(Exercise instructions)
Edit the listing below by changing every "shaped like the example" to "in the same format as the example". Leave everything else as it is.

(Dataset)
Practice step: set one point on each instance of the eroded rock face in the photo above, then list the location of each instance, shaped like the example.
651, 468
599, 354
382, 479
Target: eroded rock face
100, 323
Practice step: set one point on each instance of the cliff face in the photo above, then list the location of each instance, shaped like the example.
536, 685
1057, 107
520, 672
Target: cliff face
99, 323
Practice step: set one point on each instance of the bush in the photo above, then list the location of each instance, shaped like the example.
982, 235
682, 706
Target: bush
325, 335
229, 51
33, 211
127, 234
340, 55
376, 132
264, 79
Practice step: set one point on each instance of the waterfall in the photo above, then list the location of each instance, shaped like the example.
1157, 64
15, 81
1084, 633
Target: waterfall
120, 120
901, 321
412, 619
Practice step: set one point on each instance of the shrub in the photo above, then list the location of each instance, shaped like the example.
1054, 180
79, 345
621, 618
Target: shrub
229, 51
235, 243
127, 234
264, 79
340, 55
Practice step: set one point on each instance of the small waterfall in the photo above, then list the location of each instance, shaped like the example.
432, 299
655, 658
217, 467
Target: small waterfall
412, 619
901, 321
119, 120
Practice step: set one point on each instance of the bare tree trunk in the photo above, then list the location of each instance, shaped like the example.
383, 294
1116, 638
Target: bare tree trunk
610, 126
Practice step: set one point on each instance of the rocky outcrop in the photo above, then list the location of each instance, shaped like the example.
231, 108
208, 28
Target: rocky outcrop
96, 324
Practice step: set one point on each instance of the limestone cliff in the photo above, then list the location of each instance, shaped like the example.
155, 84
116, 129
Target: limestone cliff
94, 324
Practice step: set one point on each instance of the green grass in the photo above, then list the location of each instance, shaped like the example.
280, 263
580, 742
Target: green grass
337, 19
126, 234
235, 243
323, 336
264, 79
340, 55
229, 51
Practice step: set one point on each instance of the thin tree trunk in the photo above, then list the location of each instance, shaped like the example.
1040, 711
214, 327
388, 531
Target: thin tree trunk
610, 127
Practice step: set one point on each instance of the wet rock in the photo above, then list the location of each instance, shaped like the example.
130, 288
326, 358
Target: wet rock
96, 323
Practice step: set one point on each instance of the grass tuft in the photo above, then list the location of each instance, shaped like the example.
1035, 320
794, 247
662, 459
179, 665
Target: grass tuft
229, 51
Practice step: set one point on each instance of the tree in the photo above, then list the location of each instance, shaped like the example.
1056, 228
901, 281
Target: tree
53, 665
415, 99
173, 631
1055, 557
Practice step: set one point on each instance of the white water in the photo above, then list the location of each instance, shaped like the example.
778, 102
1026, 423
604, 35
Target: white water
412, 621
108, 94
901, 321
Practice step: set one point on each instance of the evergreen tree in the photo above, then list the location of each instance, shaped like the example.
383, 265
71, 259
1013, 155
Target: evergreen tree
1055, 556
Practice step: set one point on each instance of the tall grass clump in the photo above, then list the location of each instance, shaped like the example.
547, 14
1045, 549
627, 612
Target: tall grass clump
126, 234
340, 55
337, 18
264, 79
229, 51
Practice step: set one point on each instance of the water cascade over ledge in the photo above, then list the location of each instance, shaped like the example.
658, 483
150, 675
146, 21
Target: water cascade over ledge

(Written answer)
Practice step: set one point on each instance of the eroded rock face in the photo above, then list the location of each instance, in the same format as the example.
651, 468
599, 354
382, 479
Target: eroded rock face
100, 323
Practice step: set one point on each instance of the cliff face in the photo above, then list the location of each instance, in the same format as the example.
536, 685
1057, 107
520, 672
Target: cliff face
99, 323
Practice step: set one point on each instance of the bush in the photo above, then list the location of each instance, in the same format as the example.
982, 235
682, 706
Target: bush
325, 335
229, 51
33, 211
127, 234
340, 55
376, 132
264, 79
Practice step: set one point on each instance of the waterfall in the photo above, then list the location of each instance, in the same format as the example.
1157, 64
15, 81
1084, 633
Target: waterfall
120, 120
901, 321
412, 619
Practice step: set one point on each instance of the shrub in the photo above, then list the location of each instance, in the same format as the example.
1054, 180
79, 345
621, 618
Target: shrub
229, 51
235, 243
127, 234
264, 79
340, 55
Practice step: set one point on each instance of the small waterfall in the photo above, then list the location of each instance, in the same format as the example.
432, 299
655, 658
217, 467
Target: small waterfall
412, 619
901, 321
119, 120
Practice step: set one point on each instance of the bare tree trunk in the photo above, then list the location of each instance, in the same format as the example.
383, 294
1116, 638
Target: bare tree trunk
610, 126
Practice step: set one point on each instance of the rocky outcrop in the photo above, then list the location of each instance, in the same format as the example.
231, 108
208, 28
Target: rocky outcrop
96, 324
Practice step: set one point on each instance of the limestone cliff in the photo above, then list the location of each instance, in the same format as the example.
155, 84
116, 129
Target: limestone cliff
94, 324
Practice step: set one point on each instance of the green grass in the photo above, then list the location of each instance, in the same format as the example.
280, 263
580, 742
Target: green grass
337, 19
126, 234
235, 243
323, 336
264, 79
340, 55
229, 51
Practice step: set one point on each instance of the thin tree trunk in the photo above, then list the location of each instance, in the same format as the example.
1040, 711
214, 327
388, 531
Target: thin tree trunk
610, 127
Practice step: set one point on each instance of the wet rock in the photo above, then list the location of each instance, in the same format as the example.
130, 288
326, 358
Target: wet rock
96, 323
Practice step: set one point on each instance of the grass tuft in the photo above, then list the location of each instance, in the same format as the example.
1035, 320
794, 247
662, 459
179, 665
Target: grass tuft
229, 51
Practice step: set one point on each instance of the tree in the photo above, then list the location of each instance, in the same format as the example.
1056, 228
901, 281
Target: tree
53, 665
415, 99
173, 631
1055, 557
Practice step: set one point on each instance of the white water in the photo above, then list the location of each instance, in the same format as the example.
778, 102
1026, 423
604, 35
Target: white water
412, 621
108, 94
901, 321
Practice step: set one point on each instance of the evergreen tree in the photo above, then list the location of each instance, in the same format as the example.
383, 265
71, 259
1013, 155
Target: evergreen tree
1055, 556
Practice step: set one point on each instance of the tall grass clump in the photo above, then list the location of each instance, in the same format as the example.
547, 14
1045, 549
627, 612
Target: tall grass clump
126, 234
340, 55
337, 18
264, 79
229, 51
Practice step: set one point on each instance of the water cascade over ledge in the photo above, then list the location of each instance, in the same format as the example.
658, 483
150, 675
146, 21
Target: water cascade over ledge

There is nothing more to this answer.